Pull out every line below that contains the word "clock". Case matters.

# start of Records to process

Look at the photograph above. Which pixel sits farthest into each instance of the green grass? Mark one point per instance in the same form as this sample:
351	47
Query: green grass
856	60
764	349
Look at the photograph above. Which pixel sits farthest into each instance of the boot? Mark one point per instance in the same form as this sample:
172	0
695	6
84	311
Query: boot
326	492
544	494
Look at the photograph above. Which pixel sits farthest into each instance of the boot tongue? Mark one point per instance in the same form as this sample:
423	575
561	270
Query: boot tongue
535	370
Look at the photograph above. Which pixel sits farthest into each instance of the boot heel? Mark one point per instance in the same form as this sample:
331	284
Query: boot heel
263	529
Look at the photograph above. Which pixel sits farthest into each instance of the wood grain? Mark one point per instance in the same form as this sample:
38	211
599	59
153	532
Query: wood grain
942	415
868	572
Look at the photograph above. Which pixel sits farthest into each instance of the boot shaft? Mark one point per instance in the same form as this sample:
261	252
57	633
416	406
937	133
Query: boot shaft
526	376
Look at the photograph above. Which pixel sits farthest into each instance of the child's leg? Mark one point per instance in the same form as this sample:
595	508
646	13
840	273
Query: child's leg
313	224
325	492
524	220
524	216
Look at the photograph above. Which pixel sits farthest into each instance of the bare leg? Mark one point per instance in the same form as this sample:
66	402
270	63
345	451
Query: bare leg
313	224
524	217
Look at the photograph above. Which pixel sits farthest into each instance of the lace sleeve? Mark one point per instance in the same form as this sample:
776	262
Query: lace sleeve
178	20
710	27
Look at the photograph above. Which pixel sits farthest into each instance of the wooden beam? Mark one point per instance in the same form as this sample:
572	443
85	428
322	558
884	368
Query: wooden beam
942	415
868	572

# end of Records to process
# start of Records to process

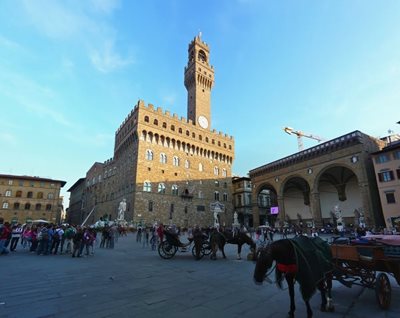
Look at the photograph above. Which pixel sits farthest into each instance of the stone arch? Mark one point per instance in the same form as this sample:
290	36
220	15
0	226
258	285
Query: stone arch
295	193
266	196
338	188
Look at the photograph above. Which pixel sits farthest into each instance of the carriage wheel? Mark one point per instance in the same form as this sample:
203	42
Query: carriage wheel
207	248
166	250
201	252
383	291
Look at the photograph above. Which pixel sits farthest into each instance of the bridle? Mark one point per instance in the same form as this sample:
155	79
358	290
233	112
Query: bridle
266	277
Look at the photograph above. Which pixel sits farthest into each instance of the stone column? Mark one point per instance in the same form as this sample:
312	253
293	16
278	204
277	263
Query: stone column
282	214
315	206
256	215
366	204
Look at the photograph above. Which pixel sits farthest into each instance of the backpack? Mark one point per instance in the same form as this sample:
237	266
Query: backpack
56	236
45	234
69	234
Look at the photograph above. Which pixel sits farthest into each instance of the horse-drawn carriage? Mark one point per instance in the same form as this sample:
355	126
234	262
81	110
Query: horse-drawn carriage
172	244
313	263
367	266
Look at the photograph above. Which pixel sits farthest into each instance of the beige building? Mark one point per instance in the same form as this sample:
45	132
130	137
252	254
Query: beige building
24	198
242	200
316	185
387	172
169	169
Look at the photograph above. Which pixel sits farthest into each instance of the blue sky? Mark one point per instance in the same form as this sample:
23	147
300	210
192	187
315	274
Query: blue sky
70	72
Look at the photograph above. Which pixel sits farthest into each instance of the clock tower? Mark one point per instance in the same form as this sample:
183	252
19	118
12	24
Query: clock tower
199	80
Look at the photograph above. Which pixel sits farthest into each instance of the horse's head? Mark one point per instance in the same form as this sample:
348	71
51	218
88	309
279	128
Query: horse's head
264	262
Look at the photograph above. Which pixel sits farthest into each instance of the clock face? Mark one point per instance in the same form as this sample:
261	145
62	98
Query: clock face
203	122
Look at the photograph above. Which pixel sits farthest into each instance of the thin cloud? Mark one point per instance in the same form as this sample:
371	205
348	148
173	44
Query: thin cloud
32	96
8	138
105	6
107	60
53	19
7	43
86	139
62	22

# end of Records to process
# start of Records to process

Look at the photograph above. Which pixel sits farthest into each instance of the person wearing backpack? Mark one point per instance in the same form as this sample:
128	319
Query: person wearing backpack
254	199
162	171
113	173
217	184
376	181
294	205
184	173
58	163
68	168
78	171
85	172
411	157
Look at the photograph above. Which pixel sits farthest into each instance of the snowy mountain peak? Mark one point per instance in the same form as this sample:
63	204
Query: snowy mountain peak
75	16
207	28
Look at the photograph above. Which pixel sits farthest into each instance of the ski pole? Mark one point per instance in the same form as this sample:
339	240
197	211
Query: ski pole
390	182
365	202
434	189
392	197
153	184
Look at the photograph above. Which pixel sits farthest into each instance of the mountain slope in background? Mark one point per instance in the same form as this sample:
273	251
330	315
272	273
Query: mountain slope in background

# end of Records to process

> [Final result]:
Look at the photograph above. Which pixel sits farthest into each instance of the clock tower? Mark one point per instance in the same form as this sample:
Query: clock tower
Look at the photograph above. Which pixel sits farthest into each instance of the clock face? Mark one point per instance in the same form as this sample:
Query: clock face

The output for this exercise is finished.